▶ Work request
Could you write out the records exactly as they are given?

Records from a data collection:
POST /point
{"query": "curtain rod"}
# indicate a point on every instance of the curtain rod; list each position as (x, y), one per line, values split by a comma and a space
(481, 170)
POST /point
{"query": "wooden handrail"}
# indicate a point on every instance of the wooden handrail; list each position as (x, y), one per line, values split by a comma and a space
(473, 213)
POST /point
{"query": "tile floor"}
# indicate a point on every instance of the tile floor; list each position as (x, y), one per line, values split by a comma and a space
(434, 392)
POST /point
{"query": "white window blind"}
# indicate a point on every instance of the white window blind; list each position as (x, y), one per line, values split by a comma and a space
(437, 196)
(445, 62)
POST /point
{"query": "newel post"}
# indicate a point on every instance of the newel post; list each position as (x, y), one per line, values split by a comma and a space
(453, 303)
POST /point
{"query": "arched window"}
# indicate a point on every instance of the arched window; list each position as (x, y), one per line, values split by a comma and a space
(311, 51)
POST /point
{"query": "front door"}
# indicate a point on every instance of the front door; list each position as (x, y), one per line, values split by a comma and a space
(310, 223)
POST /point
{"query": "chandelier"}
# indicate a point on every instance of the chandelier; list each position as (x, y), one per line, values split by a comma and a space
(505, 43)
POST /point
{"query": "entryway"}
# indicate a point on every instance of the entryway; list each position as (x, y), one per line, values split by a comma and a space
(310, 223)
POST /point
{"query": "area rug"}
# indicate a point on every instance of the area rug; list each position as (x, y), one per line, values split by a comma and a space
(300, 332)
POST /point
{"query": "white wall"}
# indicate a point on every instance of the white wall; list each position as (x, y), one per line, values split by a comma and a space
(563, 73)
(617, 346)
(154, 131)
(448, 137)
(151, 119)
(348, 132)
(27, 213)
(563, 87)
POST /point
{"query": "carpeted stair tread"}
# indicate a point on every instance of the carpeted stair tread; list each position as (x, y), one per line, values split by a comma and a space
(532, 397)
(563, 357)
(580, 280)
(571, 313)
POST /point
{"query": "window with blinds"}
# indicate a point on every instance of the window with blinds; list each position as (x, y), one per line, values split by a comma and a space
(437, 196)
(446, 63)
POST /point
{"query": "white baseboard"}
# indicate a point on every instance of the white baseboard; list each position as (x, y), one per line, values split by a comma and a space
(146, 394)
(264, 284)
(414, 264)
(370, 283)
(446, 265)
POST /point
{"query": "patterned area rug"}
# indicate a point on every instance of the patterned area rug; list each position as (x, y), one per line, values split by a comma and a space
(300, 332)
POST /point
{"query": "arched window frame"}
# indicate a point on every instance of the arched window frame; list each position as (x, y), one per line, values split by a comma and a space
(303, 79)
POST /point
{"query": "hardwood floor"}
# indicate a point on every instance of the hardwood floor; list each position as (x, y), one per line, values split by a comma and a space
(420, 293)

▶ Answer
POST /point
{"query": "curtain rod"}
# indicate a point on every instance of the curtain rod; list each position as (x, y), one per line, values split by a comma and a space
(481, 170)
POST /point
{"query": "wooden handrail"}
# indicate a point on every instance of the wooden handrail; list each position as (x, y), one per line, values split by a comma and a space
(473, 213)
POST /point
{"query": "tile floor"}
# indicate a point on every instance of the tile floor; list each position as (x, y), one per line, values split by a comma and a space
(434, 392)
POST /point
{"query": "white window blind"}
# indicate a point on every instance of the white window blind; list each position as (x, y), one per line, values split by a comma and a space
(437, 196)
(445, 62)
POST /point
{"query": "newel post"}
# indicate a point on every instance of the newel post; list each position as (x, y), one per line, values split by a comma and a space
(453, 303)
POST /point
{"query": "arched window"}
# indicate a point on every instance of the arched window; list each position as (x, y), one per line, values split by a comma and a space
(311, 51)
POST /point
{"query": "front door"}
# indicate a point on every instance of the front door; list each position as (x, y), one per line, values split by a comma and a space
(310, 223)
POST /point
{"query": "chandelier"}
# indicate a point on every instance of the chandelier; list each position as (x, y), one per line, values split by a comma and a space
(505, 43)
POST /point
{"query": "entryway"}
# indicate a point on every instance of the entryway; list each position as (x, y), one per line, values split by a comma and a space
(310, 223)
POST /point
{"query": "area rug"}
# indicate a point on every instance of the area rug; list each position as (x, y), one per line, values split by a comma and a space
(300, 332)
POST /point
{"query": "white wall"}
# indicate a point on every instance of the white wall; list each position as (x, y), one per line, values split by a comma and a space
(563, 73)
(617, 346)
(154, 131)
(448, 137)
(151, 119)
(348, 132)
(27, 213)
(563, 87)
POST /point
{"query": "carpeted stair tread"}
# indicate a point on every instance of the carpeted stair tread; list each position as (x, y), one per line, values split by a comma and a space
(532, 397)
(563, 357)
(580, 280)
(571, 313)
POST /point
{"query": "window with blinds"}
# indicate a point on every instance of the window with blinds; list each position as (x, y), one per line, values split by a comma and a space
(437, 196)
(446, 63)
POST /point
{"query": "white baseboard"}
# indicate a point on every instance of the white baseboard; list each position as (x, y), one per line, values split by a comma and a space
(146, 394)
(264, 284)
(414, 264)
(370, 283)
(446, 265)
POST /point
{"query": "patterned area rug"}
# indicate a point on every instance of the patterned area rug; list each position as (x, y), one per line, values split by a comma and a space
(300, 332)
POST /point
{"query": "arched window frame"}
# indicate a point on every instance of the arched window frame; list each position as (x, y), one per line, values split by a comma and a space
(303, 79)
POST /point
{"query": "hardwood floor"}
# indicate a point on every instance of the hardwood floor; list each position as (x, y), one per line, values split by a comma and a space
(420, 293)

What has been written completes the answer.